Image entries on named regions
★ ★ ★ ★ ★ ★ ★
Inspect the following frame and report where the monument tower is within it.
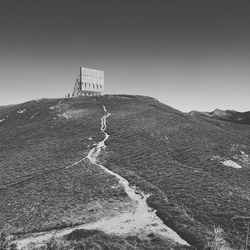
[72,67,104,97]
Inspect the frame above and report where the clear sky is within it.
[0,0,250,111]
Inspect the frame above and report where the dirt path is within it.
[16,106,189,249]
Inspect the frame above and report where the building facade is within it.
[72,67,104,97]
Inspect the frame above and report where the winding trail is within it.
[16,106,189,249]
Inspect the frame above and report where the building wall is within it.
[72,67,104,97]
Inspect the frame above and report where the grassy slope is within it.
[0,99,128,232]
[0,96,250,249]
[100,96,250,248]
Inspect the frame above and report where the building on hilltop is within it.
[72,67,104,97]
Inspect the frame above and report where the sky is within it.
[0,0,250,112]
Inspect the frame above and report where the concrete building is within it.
[72,67,104,97]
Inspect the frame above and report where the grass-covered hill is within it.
[0,95,250,249]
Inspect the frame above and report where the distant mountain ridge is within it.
[189,109,250,125]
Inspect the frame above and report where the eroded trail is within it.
[17,106,189,249]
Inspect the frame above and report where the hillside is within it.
[0,95,250,249]
[190,109,250,125]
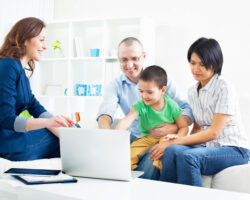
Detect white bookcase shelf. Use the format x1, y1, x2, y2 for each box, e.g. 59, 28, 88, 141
31, 17, 155, 117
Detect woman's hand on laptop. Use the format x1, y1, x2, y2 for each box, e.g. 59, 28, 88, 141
45, 115, 74, 128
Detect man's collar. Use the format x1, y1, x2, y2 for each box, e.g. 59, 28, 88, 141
121, 74, 137, 85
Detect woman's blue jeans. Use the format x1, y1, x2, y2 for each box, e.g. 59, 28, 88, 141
160, 145, 250, 186
1, 129, 60, 161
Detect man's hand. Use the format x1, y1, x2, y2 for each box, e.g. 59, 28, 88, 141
148, 123, 178, 138
98, 115, 112, 129
164, 134, 179, 140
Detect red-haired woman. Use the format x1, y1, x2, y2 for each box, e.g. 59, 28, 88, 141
0, 17, 73, 161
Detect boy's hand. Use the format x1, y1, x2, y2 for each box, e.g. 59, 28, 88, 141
164, 134, 179, 140
149, 141, 171, 160
148, 123, 178, 138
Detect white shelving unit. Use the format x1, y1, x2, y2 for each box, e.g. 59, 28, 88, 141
31, 17, 155, 118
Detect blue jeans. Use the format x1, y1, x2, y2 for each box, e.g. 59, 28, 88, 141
130, 134, 160, 180
160, 145, 250, 186
0, 129, 60, 161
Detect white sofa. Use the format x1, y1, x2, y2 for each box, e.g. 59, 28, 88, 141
0, 96, 250, 193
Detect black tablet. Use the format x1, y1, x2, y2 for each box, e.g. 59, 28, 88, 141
4, 168, 61, 176
12, 173, 77, 185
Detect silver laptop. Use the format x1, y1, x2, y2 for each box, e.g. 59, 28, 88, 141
59, 128, 143, 181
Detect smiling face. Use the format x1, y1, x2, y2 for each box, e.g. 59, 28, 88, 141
190, 53, 214, 87
118, 42, 145, 83
139, 80, 166, 107
25, 28, 46, 61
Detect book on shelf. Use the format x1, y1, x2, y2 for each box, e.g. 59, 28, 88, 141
104, 61, 121, 88
74, 37, 84, 57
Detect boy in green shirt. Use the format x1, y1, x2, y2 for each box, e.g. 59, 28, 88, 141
116, 65, 188, 170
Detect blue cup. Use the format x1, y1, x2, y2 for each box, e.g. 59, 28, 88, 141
75, 84, 87, 96
90, 49, 100, 57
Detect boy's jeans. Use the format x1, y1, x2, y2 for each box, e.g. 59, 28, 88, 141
130, 134, 160, 180
160, 145, 250, 186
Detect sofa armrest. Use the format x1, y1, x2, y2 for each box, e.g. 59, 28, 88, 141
211, 163, 250, 193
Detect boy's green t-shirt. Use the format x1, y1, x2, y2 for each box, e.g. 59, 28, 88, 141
134, 94, 181, 136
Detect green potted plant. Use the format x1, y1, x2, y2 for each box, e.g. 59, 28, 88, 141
52, 40, 64, 57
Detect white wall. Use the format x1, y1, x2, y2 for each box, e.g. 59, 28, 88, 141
54, 0, 250, 98
0, 0, 54, 45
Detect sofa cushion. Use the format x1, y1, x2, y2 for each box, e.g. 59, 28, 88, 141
211, 163, 250, 193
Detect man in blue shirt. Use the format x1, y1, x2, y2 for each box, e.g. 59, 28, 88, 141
97, 37, 193, 179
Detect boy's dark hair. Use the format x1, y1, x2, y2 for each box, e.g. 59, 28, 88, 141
187, 38, 223, 75
140, 65, 168, 89
118, 37, 144, 51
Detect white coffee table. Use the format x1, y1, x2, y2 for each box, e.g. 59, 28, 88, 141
0, 177, 250, 200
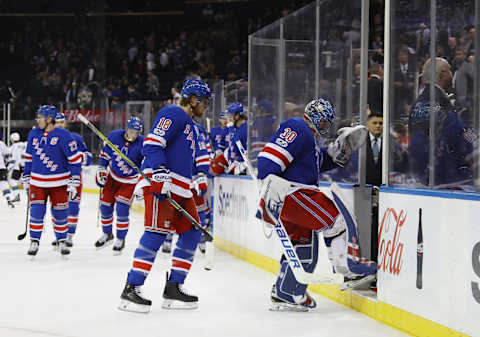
★ ★ ★ ★ ★ ★ ★
Please lay out all of the material above as a numbered list, dropping any blank lines and leaving the pictures out.

1. Inspect the following frame and report where the monument tower is within it.
2. [72,67,104,97]
3. Inspect the frame above and report where the clear sky is within it.
4. [0,0,250,111]
5. Inspect the frame above and report where the dirt path is within it.
6. [16,106,189,249]
7. Inspect the frame above and report where the building facade is within it.
8. [72,67,104,97]
9. Inspect the frame above and report where the winding trail is within it.
10. [16,106,189,249]
11. Inspect the frame above and report where the building wall is within it.
12. [72,67,104,97]
13. Inspect the frame above and report where the grassy slope is within it.
14. [0,99,128,232]
15. [0,96,250,249]
16. [100,96,250,248]
17. Inspect the frame above and report where the building on hilltop is within it.
18. [72,67,104,97]
19. Inspect the frame above and report where the sky is within it.
20. [0,0,250,112]
21. Inspect the frame above and report where the concrete building is within it.
22. [72,67,104,97]
23. Inspect the frame above and report where the grass-covered hill is within it.
24. [0,95,250,249]
25. Inspect the frame above and report where the distant mountain ridge is within it.
26. [189,109,250,125]
27. Inspect the frame above and report where the eroded trail is within it.
28. [17,106,189,249]
29. Inspect the frame above and report where the hillside is within it.
30. [0,95,250,249]
31. [190,109,250,125]
32. Detect white bookcase shelf. Use the format x1, y1, x2, y2 for each box, e.g. 59, 28, 88, 141
33. 31, 17, 155, 117
34. Detect woman's hand on laptop. Use the format x1, y1, x2, y2 for each box, e.g. 59, 28, 88, 141
35. 45, 115, 74, 128
36. Detect man's collar. Use the format x1, y1, x2, y2 for each box, e.g. 59, 28, 88, 141
37. 121, 74, 137, 85
38. Detect woman's blue jeans. Use the format x1, y1, x2, y2 for each box, e.g. 59, 28, 88, 141
39. 160, 145, 250, 186
40. 1, 129, 60, 161
41. Detect man's hand. Use the format x1, y1, x2, y2 for each box, e.g. 59, 28, 88, 141
42. 148, 123, 178, 138
43. 98, 115, 112, 129
44. 164, 134, 179, 140
45. Detect red-haired woman. Use the format x1, y1, x2, y2 for each box, e.g. 59, 28, 88, 141
46. 0, 17, 73, 161
47. Detect boy's hand. Use the format x1, y1, x2, y2 for each box, e.g. 59, 28, 88, 141
48. 164, 134, 179, 140
49. 149, 141, 171, 160
50. 148, 123, 178, 138
51. Detect white shelving unit. Use the format x1, y1, x2, y2 for each box, e.g. 59, 28, 88, 141
52. 31, 17, 155, 118
53. Detect blue jeans. Use the format x1, y1, x2, y2 for each box, e.g. 59, 28, 88, 141
54. 130, 134, 160, 180
55. 160, 145, 250, 186
56. 0, 129, 60, 161
57. Detect white sofa. Use the format x1, y1, x2, y2 for each box, e.g. 59, 28, 88, 141
58. 0, 96, 250, 193
59. Detect black tablet. Use the format x1, y1, x2, y2 for each box, e.g. 59, 28, 88, 141
60. 4, 168, 61, 176
61. 12, 173, 77, 185
62. Detect silver laptop. Use the format x1, y1, x2, y2 for each box, e.g. 59, 28, 88, 141
63. 59, 128, 143, 181
64. Detect smiling face. Use the format x1, y1, x2, y2 for each box, e.g. 59, 28, 88, 141
65. 190, 53, 214, 87
66. 118, 42, 145, 83
67. 139, 80, 166, 107
68. 25, 28, 46, 61
69. Detect book on shelf. Use the format x1, y1, x2, y2 for each box, e.g. 59, 28, 88, 141
70. 104, 61, 121, 88
71. 74, 37, 84, 57
72. Detect boy in green shirt. Use the format x1, y1, x2, y2 for each box, e.g. 59, 28, 88, 141
73. 116, 65, 188, 170
74. Detect blue cup. Use the format x1, y1, x2, y2 for each box, e.g. 59, 28, 88, 141
75. 75, 84, 87, 96
76. 90, 49, 100, 57
77. Detect boy's jeans. Use the format x1, y1, x2, y2 for each box, e.g. 59, 28, 88, 141
78. 130, 134, 160, 180
79. 160, 145, 250, 186
80. Detect sofa armrest. Use the format x1, y1, x2, y2 for each box, e.g. 59, 28, 88, 141
81. 211, 163, 250, 193
82. Detect boy's green t-shirt. Use the format x1, y1, x2, y2 for each box, e.g. 59, 28, 88, 141
83. 134, 94, 181, 136
84. Detect green potted plant. Use the format x1, y1, x2, y2 for each box, e.g. 59, 28, 88, 141
85. 52, 40, 64, 57
86. Detect white wall. Use the format x1, y1, x2, y2 for each box, e.g. 59, 28, 88, 141
87. 54, 0, 250, 98
88. 0, 0, 54, 45
89. Detect sofa cushion. Use the format x1, y1, x2, y2 for each box, e.g. 59, 28, 88, 141
90. 211, 163, 250, 193
91. Detect man in blue shirt. Use the format x1, y1, x2, y2 for each box, e.g. 59, 28, 88, 141
92. 97, 37, 193, 179
93. Detect boy's dark hair. Use the format x1, y1, x2, y2 for each box, e.g. 59, 28, 88, 141
94. 187, 38, 223, 75
95. 140, 65, 168, 89
96. 118, 37, 144, 51
97. Detect white coffee table. Use the format x1, y1, x2, y2 for each box, e.g. 59, 28, 88, 141
98. 0, 177, 250, 200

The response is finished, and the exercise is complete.